• PROBLEMS:
[1] Reproduce a passage from the KYLEREC 2019 workshop page word for word, beginning at "KYLEREC 2019 is" and stopping after "Flyer: Available here.".
[2] Carry on the KYLEREC 2019 workshop page from its final sentence.

• DOCUMENT EXTRACT:
- - - -

KYLEREC 2019 is now over. All notes can be found by visiting this page!
Topic: Sheafy symplectic topology
Date: May 31 – June 6, 2019
Location: Truckee, CA
Flyer: Available here.
Pre-workshops: A pre-workshop will be organized at Stanford on May 18th, and another one at MIT on May 25th. Everyone is welcome ! Please email firstname.lastname@example.org if you are interested in attending. Notes will be posted on this website after the pre-workshops.
Applications are now closed. The deadline was March 22nd, 2019. Graduate students at any stage are encouraged to apply. We especially encourage applications from women, underrepresented minorities, and we are committed to providing assistance to students with disabilities or special needs.
Description: This year, we will investigate the relationship between the Fukaya categories of exact symplectic manifolds and sheaf theory. Fukaya categories are a central part of modern symplectic topology, mirror symmetry and low-dimensional topology, however they remain very difficult to compute. On the other hand, categories of constructible sheaves are much more concrete and tractable. In the case of a cotangent bundles, the work of Nadler-Zaslow identifies the infinitesimal Fukaya category with a certain category of sheaves on the zero-section. For more general Weinstein manifolds, it is conjectured that one can find a Lagrangian skeleton, generalizing the zero-section of a cotangent bundle, with at worst singularities from Nadler’s arboreal list. The wrapped Fukaya category is then expected to coincide with a category of sheaves on this skeleton. In particular, this suggests Fukaya categories should themselves exhibit sheafy properties: they might be reconstructed by breaking a symplectic manifold into pieces and gluing together local computations. One approach to doing this is provided by the work of Ganatra-Pardon-Shende, with many important structural implications for wrapped Fukaya categories.

- - - -

• INFORMATION PROVIDED:
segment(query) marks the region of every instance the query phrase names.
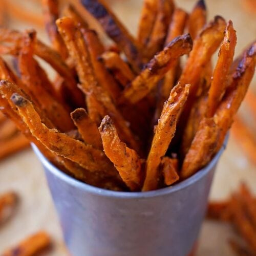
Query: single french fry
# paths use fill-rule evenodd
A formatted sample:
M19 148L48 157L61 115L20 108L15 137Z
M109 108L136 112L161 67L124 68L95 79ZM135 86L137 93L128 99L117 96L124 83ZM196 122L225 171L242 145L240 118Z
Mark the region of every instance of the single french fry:
M182 179L191 176L209 162L219 134L219 129L212 118L202 119L182 163L180 173Z
M168 27L174 10L172 0L158 0L157 13L148 38L145 53L150 58L161 50L164 44Z
M188 54L192 47L189 35L178 36L155 56L145 69L123 92L124 97L135 103L145 97L163 77L179 57Z
M0 124L0 141L8 140L16 132L15 125L10 120L7 119Z
M246 94L255 65L256 42L254 42L244 52L242 59L233 73L232 82L214 116L216 124L221 129L216 152L221 147L226 134L233 122L234 116Z
M157 13L157 0L143 1L137 35L138 41L142 47L147 45L153 29Z
M162 159L160 168L163 173L164 184L167 186L172 185L180 179L178 174L178 165L177 158L164 157Z
M138 150L139 148L138 143L127 126L127 122L117 109L110 96L98 82L81 32L70 17L58 19L57 25L70 54L75 60L77 71L81 82L79 88L87 96L91 97L90 100L96 107L100 108L98 113L101 118L106 115L110 116L122 140L130 145L132 148ZM90 105L88 105L88 106ZM104 112L103 116L102 110ZM89 109L88 112L91 117L91 110Z
M17 133L8 140L0 141L0 159L29 147L30 143L23 134Z
M37 76L36 61L33 58L35 32L28 31L24 34L23 46L18 57L22 80L27 86L27 93L35 99L37 105L44 110L57 128L68 131L74 127L69 111L44 88Z
M135 78L135 75L130 67L116 52L105 52L101 54L99 60L104 63L108 69L111 70L116 79L123 87Z
M142 174L141 160L137 153L121 141L109 116L103 119L99 130L105 154L127 187L132 191L138 191L142 185Z
M194 40L206 24L206 6L204 0L199 0L190 14L188 27L188 32Z
M157 188L161 158L164 156L174 136L177 121L187 99L189 86L179 83L173 89L164 103L147 157L143 191Z
M121 93L118 84L98 59L104 52L103 45L99 40L95 31L82 29L82 33L88 47L92 65L99 83L110 94L112 99L116 101Z
M77 163L91 172L115 174L113 165L101 151L60 133L55 129L48 128L41 122L40 116L32 103L18 94L13 94L11 100L32 134L50 151Z
M14 192L7 192L0 195L0 225L3 224L13 215L18 201L18 195Z
M138 42L103 1L81 0L81 3L99 22L110 37L123 51L134 71L139 73L142 67L142 57Z
M193 48L179 79L182 83L191 84L189 95L181 120L186 120L186 118L184 119L184 117L189 115L196 96L198 89L197 86L202 72L222 41L225 27L225 20L222 17L217 16L214 21L204 27L193 42Z
M187 13L182 9L180 8L175 9L165 39L165 45L167 45L177 36L183 34L187 16ZM160 93L155 111L155 119L156 120L157 120L161 115L164 101L168 98L171 90L175 86L177 69L179 68L178 65L179 59L177 58L176 62L173 63L169 70L165 74L160 86Z
M53 48L63 59L68 53L62 38L58 32L55 22L59 18L58 0L41 0L45 27Z
M51 238L48 234L40 231L27 238L19 243L7 249L2 256L33 256L50 248Z
M89 117L84 109L77 109L71 113L71 117L78 129L83 141L96 148L102 148L100 135L96 124Z
M229 20L225 31L219 57L214 71L208 96L208 116L212 117L225 93L228 82L229 70L233 60L237 44L236 30Z
M256 164L256 139L254 134L238 117L234 118L231 134L239 143L248 159Z

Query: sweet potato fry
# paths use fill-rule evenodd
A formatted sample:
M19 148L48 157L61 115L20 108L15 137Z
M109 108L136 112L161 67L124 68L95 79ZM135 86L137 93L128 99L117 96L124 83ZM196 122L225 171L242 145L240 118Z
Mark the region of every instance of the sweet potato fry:
M142 57L139 44L117 17L100 0L81 0L81 3L98 19L110 37L123 51L134 71L139 73L142 67Z
M157 13L157 0L144 0L138 30L138 41L142 47L148 42Z
M237 44L236 31L229 20L225 31L219 57L214 70L208 96L208 116L212 117L228 86L229 70L233 60Z
M177 59L189 52L192 41L186 34L173 40L162 51L155 56L145 68L125 89L124 97L135 103L145 97L163 77Z
M0 124L0 141L8 140L17 132L15 125L9 119Z
M188 32L194 40L206 23L206 6L204 0L199 0L189 15Z
M2 256L33 256L38 255L51 246L51 239L47 233L40 231L29 237L18 245L7 250Z
M113 74L116 79L124 87L132 81L135 75L128 65L115 52L105 52L100 56L99 60Z
M178 174L178 159L164 157L161 161L160 168L163 173L164 184L169 186L179 179Z
M180 173L182 179L191 176L209 162L219 134L219 129L212 118L202 119L182 164Z
M35 42L35 33L33 31L25 33L23 47L18 57L18 65L22 81L29 90L26 92L35 99L37 105L46 112L57 129L64 132L72 130L74 126L68 110L45 90L37 75L37 63L33 58Z
M16 133L10 139L0 141L0 159L29 147L30 143L23 134Z
M0 150L1 149L0 147ZM18 201L18 195L14 192L8 192L0 195L0 225L13 215Z
M232 75L232 81L214 116L215 121L221 129L217 152L221 147L226 134L230 127L254 72L256 65L256 42L245 51L243 57Z
M180 8L175 9L165 39L165 45L167 45L177 36L183 34L187 16L187 13L182 9ZM170 91L175 85L177 71L179 68L178 65L179 59L177 59L176 62L173 63L163 79L160 88L159 96L155 112L156 120L159 118L164 101L168 98Z
M193 48L179 79L182 83L191 84L189 95L181 120L189 115L197 94L197 86L202 72L222 41L225 27L225 20L217 16L213 22L210 22L204 28L194 41Z
M41 0L45 27L53 48L63 59L68 53L62 38L58 32L55 22L59 17L58 0Z
M121 141L109 116L103 119L99 130L105 154L127 187L132 191L138 191L142 185L142 163L136 152Z
M91 172L115 173L112 164L101 151L59 133L55 129L48 128L41 122L32 103L18 94L13 94L11 100L32 134L50 151Z
M174 10L172 0L158 0L157 13L146 50L150 59L161 50L164 44L168 27Z
M161 158L164 156L174 136L177 120L187 99L189 86L179 83L173 89L164 103L147 157L143 191L157 188L160 174L158 168Z
M110 116L118 129L121 139L130 145L132 148L138 150L139 146L127 126L127 122L117 110L112 99L98 82L91 66L87 47L80 31L77 29L73 21L69 17L58 19L57 25L71 56L76 61L76 69L81 83L79 88L87 97L91 97L93 103L96 103L97 107L101 108L98 113L101 118L108 114ZM88 105L88 106L90 106ZM103 116L101 113L102 110L104 112ZM90 111L89 109L91 117Z
M96 148L102 149L100 135L96 124L89 117L84 109L77 109L71 117L83 141Z
M118 84L108 72L98 58L104 52L103 45L99 40L96 32L90 30L82 30L83 37L88 47L91 61L96 78L103 88L116 101L121 93Z
M252 163L256 164L256 139L254 134L238 117L234 118L231 133L239 143L245 155Z

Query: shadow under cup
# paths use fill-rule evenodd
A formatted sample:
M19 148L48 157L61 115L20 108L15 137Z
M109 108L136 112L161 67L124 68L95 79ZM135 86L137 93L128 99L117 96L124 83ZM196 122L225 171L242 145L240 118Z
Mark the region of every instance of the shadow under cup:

- - - -

• WRITTEN ANSWERS:
[1]
KYLEREC 2019 is now over. All notes can be found by visiting this page!
Topic: Sheafy symplectic topology
Date: May 31 – June 6, 2019
Location: Truckee, CA
Flyer: Available here.

[2]
This workshop will survey this circle of ideas. After covering the basics of Floer theory, the Fukaya category and sheaf theory, we will delve into the work of Nadler-Zaslow and of Ganatra-Pardon-Shende. We hope to see lots of interesting examples, calculations and applications along the way, in particular the aforementioned arboreal singularities. This should be of great interest to both newcomers to the symplectic and contact geometry, as well as more advanced graduate students.
Format: Kylerec is a student-led and student-run workshop. We will live in a communal setting, sharing cooking and cleaning responsibilities. Talks will be given by a majority of the participants, with guidance from our mentors. Our vision is to foster a healthy, relaxed and creative atmosphere where we can learn mathematics together and make human connections in the process. There are no spectators, only participants!
Mentors: Sheel Ganatra (USC), Xin Jin (Boston College), Laura Starkston (UC Davis), Umut Varolgunes (Stanford).
Organizing committee: Orsola Capovilla-Searle (Duke), Dahye Cho (Stony Brook), Cédric De Groote (Stanford), Tim Large (MIT), Sarah McConnell (Stanford).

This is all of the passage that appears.